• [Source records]
- Opening Delimiter -

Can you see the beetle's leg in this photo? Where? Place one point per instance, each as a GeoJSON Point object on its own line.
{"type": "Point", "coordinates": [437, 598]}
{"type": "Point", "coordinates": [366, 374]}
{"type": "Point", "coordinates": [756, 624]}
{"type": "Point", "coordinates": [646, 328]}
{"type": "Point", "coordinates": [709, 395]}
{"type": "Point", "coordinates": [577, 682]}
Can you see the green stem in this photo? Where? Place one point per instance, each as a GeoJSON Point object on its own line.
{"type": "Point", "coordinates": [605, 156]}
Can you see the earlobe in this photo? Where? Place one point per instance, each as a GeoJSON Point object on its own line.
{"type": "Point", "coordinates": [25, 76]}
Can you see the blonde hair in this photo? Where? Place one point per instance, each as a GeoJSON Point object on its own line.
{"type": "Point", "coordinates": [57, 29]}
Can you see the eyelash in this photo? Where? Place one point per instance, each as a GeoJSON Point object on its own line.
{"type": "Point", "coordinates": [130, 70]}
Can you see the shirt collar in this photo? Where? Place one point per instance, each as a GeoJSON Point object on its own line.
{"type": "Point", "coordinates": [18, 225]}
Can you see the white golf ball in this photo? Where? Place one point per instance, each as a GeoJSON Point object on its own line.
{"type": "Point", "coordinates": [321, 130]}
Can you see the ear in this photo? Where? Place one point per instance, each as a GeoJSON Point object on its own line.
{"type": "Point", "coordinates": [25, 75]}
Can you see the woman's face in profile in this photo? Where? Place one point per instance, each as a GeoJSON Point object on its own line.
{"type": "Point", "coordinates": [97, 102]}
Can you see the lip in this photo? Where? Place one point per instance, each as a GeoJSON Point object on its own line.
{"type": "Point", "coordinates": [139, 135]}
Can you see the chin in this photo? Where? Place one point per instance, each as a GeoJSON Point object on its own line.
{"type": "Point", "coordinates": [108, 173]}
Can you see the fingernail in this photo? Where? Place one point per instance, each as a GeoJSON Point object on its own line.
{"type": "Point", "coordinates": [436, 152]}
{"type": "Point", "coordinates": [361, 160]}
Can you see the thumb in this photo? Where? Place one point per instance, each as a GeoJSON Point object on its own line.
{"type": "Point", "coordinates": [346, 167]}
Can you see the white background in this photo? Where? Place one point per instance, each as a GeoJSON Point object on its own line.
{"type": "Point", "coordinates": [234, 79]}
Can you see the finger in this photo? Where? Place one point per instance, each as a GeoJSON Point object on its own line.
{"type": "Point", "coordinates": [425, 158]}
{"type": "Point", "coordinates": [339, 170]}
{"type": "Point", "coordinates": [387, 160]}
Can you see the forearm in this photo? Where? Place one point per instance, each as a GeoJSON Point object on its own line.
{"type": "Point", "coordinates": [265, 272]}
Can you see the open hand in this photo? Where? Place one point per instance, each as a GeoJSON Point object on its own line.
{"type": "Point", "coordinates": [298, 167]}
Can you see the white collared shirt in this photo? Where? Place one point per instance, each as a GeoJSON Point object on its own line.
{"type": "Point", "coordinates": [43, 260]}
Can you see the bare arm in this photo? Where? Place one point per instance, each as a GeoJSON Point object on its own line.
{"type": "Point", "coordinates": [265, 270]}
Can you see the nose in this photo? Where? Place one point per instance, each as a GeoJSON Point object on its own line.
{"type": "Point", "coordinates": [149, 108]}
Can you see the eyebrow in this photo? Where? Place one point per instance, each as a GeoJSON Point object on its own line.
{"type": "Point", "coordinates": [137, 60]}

- Closing Delimiter -
- Opening Delimiter -

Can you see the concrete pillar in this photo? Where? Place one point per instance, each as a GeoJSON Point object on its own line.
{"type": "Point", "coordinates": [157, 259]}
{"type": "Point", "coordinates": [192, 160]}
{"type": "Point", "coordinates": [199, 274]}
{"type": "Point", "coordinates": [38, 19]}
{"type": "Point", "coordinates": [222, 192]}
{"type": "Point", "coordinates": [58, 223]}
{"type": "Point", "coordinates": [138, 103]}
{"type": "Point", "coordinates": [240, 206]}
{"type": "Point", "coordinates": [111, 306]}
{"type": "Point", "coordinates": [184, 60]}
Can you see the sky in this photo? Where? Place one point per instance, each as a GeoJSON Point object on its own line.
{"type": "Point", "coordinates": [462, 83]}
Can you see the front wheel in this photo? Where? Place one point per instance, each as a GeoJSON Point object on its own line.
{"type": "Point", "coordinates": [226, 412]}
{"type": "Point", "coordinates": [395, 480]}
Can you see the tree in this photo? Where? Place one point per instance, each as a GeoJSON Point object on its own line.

- Closing Delimiter -

• [THE TASK] Would you retype exactly the lines above, from the line with "Can you see the front" to the line with "Can you see the tree", with both end lines kept and nothing more?

• [WRITTEN RESPONSE]
Can you see the front wheel in this photo? Where? Place one point per instance, each as a GeoJSON Point object on its own line.
{"type": "Point", "coordinates": [226, 412]}
{"type": "Point", "coordinates": [395, 480]}
Can you see the tree in this photo? Where? Place one point per instance, each as a GeoJSON Point object on its own line.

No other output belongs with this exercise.